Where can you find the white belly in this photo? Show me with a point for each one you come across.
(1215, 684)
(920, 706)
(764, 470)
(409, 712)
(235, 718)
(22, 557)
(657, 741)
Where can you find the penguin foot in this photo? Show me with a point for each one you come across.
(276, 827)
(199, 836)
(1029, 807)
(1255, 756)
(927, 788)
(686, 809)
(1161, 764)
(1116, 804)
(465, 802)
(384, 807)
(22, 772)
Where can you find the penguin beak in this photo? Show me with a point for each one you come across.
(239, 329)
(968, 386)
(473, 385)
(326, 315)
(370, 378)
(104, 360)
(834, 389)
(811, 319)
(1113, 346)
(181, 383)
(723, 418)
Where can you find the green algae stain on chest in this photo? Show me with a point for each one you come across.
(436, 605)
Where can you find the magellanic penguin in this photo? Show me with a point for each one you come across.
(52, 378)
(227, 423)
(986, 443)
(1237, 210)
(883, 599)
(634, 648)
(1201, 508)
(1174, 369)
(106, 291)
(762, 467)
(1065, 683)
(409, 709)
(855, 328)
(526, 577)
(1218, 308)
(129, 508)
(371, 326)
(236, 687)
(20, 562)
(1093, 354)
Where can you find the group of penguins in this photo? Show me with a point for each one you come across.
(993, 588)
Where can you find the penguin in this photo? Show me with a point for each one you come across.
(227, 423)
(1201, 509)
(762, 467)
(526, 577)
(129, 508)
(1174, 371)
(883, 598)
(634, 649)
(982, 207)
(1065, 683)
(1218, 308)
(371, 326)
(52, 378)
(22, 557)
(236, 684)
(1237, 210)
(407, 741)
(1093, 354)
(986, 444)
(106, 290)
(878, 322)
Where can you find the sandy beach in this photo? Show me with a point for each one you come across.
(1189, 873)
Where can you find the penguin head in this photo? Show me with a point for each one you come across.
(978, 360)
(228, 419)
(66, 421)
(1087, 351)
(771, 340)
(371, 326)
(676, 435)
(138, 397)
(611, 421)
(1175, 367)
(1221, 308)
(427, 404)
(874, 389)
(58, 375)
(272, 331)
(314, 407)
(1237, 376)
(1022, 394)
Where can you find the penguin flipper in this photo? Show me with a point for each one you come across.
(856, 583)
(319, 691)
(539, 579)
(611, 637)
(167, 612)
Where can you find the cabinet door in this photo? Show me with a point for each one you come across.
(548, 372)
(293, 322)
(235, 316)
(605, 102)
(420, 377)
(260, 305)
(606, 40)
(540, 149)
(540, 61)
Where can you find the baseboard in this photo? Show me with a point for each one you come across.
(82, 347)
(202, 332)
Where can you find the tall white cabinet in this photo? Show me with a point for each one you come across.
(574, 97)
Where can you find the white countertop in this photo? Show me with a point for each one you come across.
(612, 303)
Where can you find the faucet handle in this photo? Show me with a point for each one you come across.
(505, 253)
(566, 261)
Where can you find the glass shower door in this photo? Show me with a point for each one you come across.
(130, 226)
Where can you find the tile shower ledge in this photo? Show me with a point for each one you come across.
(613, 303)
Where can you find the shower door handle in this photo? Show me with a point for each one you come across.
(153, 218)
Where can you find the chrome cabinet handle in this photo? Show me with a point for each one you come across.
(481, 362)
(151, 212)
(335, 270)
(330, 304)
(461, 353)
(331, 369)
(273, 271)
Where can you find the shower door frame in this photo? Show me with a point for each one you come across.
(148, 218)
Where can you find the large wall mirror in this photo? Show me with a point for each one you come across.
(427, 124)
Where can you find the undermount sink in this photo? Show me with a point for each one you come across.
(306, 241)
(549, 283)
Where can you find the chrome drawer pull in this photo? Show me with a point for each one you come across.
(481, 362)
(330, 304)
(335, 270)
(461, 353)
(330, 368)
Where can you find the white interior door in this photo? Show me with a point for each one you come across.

====

[Directions for this task]
Repeat exactly, and only, the lines of the records above, starting with the line that contains "Where can you find the faucet" and ending with the final line, both included.

[Final result]
Where can you find the faucet handle in this photo? Show me with a point for each one you come across.
(505, 253)
(566, 261)
Where can you find the glass shower door in this photo? Show me with a point for each one you come across.
(130, 226)
Where can you find the tile shower ledge in this photo? Show me with a point for each one you come across.
(613, 303)
Where can you find the shower door handle in this photo? Show me with a point for each one you come across.
(153, 218)
Where can you find the chrome cabinet handle in this photo? Show me with a point for each one you come across.
(481, 362)
(151, 212)
(335, 270)
(330, 304)
(461, 353)
(331, 369)
(273, 271)
Where can you find the shower door frame in this photo? Show me with a point for each one you come across.
(148, 218)
Where can you find the large wall mirror in this photo? Show me with a point for each one you come across.
(427, 124)
Where can you find the undermount sink in this photo? Show me with a point for each one you come across.
(306, 241)
(549, 283)
Where can you find the chrome drawer pull in this photo? Show me with a point for each one you come across.
(481, 362)
(330, 304)
(335, 270)
(461, 353)
(330, 368)
Where can you find the white interior door in this photo? Show me with a point for each one you come across.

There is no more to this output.